- _Document text_:
⟨

On the heels of the Moscow Times op-ed, “A Year of Increased Graft and Deadly Disasters,” the Russian Supreme Court found the 2003 arrest of Platon Lebedev illegal on procedural grounds.
Before his politically motivated arrest on July 2, 2003 as part of a case against former Yukos owner Mikhail Khodorkovsky, Lebedev was director of Group MENATEP, a holding company with diversified assets of $20 billion. Group MENATEP was the majority shareholder of Yukos.
Lebedev’s arrest and prosecution were widely perceived to have been a warning to Khodorkovsky, as well as a means for the government to facilitate the re-nationalization of Russia’s oil and gas industry. Lebedev’s ordeal has been replete with violations of the most basic human rights.
After his arrest in his hospital bed in July 2003, the denial of independent medical attention during the trial, and his sentence at a work camp in Russia’s inhospitable Arctic, this ruling will hopefully bring an end to Lebedev’s six year legal farce.

⟩

- _Assigned task 1_: In the text about Platon Lebedev's arrest, what relation did Group MENATEP have to Yukos?
- _Assigned task 2_: In the text about Platon Lebedev's arrest, rewrite the part that opens with the words containing "On the heels" and closes with "on procedural grounds.", changing "op-ed" to "editorial".
- _Assigned task 3_: Continue the text about Platon Lebedev's arrest from where it stops.

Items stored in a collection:
⟨

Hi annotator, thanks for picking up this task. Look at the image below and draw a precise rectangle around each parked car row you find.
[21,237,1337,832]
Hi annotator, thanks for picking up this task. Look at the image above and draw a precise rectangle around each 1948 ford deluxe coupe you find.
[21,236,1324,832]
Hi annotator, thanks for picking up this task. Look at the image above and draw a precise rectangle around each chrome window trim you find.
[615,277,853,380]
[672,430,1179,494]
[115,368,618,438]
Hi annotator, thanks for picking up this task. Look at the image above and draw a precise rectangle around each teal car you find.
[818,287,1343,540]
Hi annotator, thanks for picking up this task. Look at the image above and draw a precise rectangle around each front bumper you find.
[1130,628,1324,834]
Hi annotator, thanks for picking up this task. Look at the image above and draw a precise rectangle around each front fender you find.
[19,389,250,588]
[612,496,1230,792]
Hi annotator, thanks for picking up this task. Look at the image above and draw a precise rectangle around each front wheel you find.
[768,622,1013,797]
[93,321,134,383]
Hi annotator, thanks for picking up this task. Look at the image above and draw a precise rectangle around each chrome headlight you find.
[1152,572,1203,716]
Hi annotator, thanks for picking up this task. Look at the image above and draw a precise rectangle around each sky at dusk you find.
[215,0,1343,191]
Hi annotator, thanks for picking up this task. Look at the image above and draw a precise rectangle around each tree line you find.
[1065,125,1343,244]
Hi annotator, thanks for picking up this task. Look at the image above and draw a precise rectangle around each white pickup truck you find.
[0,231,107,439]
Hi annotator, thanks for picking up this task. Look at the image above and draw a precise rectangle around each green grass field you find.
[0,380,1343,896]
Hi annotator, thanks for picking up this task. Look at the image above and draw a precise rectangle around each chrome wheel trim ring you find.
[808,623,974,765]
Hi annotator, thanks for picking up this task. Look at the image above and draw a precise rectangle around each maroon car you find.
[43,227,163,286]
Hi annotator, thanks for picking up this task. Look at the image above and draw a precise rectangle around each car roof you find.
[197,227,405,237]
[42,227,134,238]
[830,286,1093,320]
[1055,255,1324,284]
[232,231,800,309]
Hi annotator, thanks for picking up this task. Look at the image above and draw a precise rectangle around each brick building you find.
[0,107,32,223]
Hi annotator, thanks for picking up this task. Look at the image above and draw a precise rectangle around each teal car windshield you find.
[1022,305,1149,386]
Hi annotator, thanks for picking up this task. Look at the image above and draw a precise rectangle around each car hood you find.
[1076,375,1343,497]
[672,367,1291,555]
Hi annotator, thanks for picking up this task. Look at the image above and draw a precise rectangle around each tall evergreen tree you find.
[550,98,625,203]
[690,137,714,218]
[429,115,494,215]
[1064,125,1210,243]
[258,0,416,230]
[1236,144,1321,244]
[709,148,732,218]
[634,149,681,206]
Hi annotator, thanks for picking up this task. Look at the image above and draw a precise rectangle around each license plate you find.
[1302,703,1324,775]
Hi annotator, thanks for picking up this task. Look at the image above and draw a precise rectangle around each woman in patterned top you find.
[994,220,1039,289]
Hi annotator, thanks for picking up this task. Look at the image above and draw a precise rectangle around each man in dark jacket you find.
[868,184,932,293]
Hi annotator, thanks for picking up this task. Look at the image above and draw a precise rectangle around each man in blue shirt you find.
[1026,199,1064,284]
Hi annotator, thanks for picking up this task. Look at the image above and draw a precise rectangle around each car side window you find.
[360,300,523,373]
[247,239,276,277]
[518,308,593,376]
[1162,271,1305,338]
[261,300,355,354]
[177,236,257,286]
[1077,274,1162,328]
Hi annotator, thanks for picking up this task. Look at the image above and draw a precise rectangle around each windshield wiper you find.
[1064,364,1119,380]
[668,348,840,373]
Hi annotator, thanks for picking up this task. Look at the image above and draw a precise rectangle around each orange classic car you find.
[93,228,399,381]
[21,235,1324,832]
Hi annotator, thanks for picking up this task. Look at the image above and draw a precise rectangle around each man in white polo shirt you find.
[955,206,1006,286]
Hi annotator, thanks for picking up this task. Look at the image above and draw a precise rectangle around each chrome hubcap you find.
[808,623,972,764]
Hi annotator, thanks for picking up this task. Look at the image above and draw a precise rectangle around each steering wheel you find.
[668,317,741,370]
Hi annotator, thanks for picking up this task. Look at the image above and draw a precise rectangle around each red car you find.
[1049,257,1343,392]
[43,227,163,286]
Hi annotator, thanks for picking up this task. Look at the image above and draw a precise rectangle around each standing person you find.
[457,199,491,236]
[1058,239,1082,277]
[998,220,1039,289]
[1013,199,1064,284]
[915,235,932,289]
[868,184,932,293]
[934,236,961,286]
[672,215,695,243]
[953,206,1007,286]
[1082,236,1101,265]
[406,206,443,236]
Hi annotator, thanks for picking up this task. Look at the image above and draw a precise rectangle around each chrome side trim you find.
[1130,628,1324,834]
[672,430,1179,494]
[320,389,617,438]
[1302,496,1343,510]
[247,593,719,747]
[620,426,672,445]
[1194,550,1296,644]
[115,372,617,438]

⟩
⟨

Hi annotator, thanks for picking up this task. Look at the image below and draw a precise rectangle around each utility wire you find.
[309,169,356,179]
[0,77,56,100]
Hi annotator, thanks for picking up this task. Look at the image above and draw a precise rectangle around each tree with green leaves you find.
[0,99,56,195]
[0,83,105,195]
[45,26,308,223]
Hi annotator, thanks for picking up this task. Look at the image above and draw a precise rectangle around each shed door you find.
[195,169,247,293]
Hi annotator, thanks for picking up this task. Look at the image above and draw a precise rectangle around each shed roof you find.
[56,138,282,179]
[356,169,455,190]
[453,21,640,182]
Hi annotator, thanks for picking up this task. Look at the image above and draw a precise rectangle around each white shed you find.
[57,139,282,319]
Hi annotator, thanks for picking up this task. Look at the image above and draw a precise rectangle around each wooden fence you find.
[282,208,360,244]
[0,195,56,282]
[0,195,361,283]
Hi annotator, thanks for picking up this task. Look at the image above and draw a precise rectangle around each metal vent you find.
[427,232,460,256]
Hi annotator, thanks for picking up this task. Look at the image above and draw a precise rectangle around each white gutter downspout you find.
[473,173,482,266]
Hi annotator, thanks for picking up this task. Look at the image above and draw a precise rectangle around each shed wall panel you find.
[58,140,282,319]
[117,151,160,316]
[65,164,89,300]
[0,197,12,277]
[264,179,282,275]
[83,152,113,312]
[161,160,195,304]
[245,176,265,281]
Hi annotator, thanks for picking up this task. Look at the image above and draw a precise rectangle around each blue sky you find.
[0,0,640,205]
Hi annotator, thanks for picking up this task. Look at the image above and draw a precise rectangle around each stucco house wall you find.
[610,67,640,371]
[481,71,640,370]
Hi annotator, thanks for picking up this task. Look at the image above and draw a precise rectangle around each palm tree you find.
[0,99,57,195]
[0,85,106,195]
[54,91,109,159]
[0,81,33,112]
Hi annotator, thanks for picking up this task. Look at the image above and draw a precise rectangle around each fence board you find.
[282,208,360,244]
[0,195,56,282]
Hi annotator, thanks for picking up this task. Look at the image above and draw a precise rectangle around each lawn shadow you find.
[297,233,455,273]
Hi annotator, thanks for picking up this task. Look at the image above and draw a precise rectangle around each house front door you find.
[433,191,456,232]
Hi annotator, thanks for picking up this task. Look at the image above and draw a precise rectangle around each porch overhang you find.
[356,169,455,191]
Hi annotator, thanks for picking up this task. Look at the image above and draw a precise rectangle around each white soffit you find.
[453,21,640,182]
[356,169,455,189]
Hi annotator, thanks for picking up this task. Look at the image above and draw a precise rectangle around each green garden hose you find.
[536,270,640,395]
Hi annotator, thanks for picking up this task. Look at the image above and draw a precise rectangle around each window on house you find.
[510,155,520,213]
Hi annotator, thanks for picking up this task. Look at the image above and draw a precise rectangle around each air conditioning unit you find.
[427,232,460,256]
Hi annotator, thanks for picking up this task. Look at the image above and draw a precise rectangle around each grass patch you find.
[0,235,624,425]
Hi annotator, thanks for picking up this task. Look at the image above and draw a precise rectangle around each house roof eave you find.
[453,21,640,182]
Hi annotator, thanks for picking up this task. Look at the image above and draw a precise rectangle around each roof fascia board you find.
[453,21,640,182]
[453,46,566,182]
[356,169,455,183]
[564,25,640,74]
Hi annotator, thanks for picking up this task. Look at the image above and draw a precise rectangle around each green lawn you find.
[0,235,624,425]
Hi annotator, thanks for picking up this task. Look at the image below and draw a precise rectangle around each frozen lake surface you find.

⟩

- _Answer section 1_: Group MENATEP was the majority shareholder of Yukos.

- _Answer section 2_:
On the heels of the Moscow Times editorial, “A Year of Increased Graft and Deadly Disasters,” the Russian Supreme Court found the 2003 arrest of Platon Lebedev illegal on procedural grounds.

- _Answer section 3_:
Now President Medvedev needs to make good on his talk of ending legal nihilism, battling corruption and respecting the rule of law by setting Platon Lebedev free.
From the Khodorkovsky and Lebedev Communications Center
On October 28, 2009, Mikhail Khodorkovsky’s defense counsel served a federal subpoena on former PricewaterhouseCoopers (PWC) audit partner Douglas R. Miller, requiring the accountant to provide sworn testimony about his work in Moscow on behalf of the expropriated oil giant and the various legal proceedings initiated by the Russian authorities concerning PWC’s work for Yukos.
But on December 11, 2009, the Russian Prosecution attempted to disrupt Miller’s deposition. Its representatives filed a motion with the Khamovnichesky Court in which they asked the court to issue a decision finding Miller’s scheduled deposition inadmissible as evidence. The court found the motion did not comply with Russian law and denied it.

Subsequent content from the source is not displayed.